Excerpted passage -
################

On the Spot: Gene A. Jarrett - 2 minutes read
Why are you a historian of African American literature?
For its formal experimentation with ideas and language, and for the insights into the diversity of the human condition it affords.
What’s the most important lesson history has taught you?
That being a careful analyst of history can help anticipate trends in the present and future.
Which history book has had the greatest influence on you?
David Blight’s Race and Reunion: The Civil War in American Memory.
What book in your field should everyone read?
W.E.B. Du Bois’ collection The Souls of Black Folk: Essays and Sketches.
Which moment would you most like to go back to?
When I read Richard Wright’s autobiography Black Boy for the first time.
Which historian has had the greatest influence on you?
W.E.B. Du Bois.
Which person in history would you most like to have met?
Frederick Douglass.
How many languages do you have?
One: English.
What historical topic have you changed your mind on?
Slave narratives: not only literate but illiterate slaves had fascinating stories to tell the world about their experiences.
What is the most common misconception about your field?
That it is narrow.
Which genre of history do you like least?
Anything that recycles old tropes.
What’s the most exciting field in history today?

################

Activity 1 -
Write out the stretch of the Gene A. Jarrett interview from "What is the" through "in history today?", copying it word for word.
Activity 2 -
Extend the interview with Gene A. Jarrett past its final line, picking up right after the last question shown.

Items from a data source:
################

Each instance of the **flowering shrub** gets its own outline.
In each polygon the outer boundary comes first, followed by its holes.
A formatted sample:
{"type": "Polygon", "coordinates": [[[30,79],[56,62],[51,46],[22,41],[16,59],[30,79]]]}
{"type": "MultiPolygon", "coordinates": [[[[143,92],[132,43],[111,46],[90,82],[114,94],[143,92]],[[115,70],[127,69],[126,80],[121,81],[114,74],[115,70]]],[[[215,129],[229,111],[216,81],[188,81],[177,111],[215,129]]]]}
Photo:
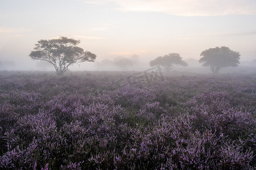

################

Task response 1 -
What is the most common misconception about your field?
That it is narrow.
Which genre of history do you like least?
Anything that recycles old tropes.
What’s the most exciting field in history today?

Task response 2 -
Studies of the era of Reconstruction.
Is there an important historical text you have not read?
The Federalist Papers.
What’s your favourite archive?
The James Weldon Johnson Memorial Collection in the Beinecke Rare Book and Manuscript Library at Yale University.
What’s the best museum?
The National Portrait Gallery in Washington, DC.
What technology has changed the world the most?
The iPhone.
The Mediterranean or the Indian Ocean?
The Mediterranean.
Historical drama or documentary?
Documentary.
The Parthenon or Machu Picchu?
The Parthenon.
What will future generations judge us most harshly for?
For not thinking empathetically and mindfully enough about future generations.
Gene A. Jarrett is Dean of the Faculty and William S. Tod Professor of English at Princeton University. He is the author of Paul Laurence Dunbar: The Life and Times of a Caged Bird (Princeton University Press, 2022).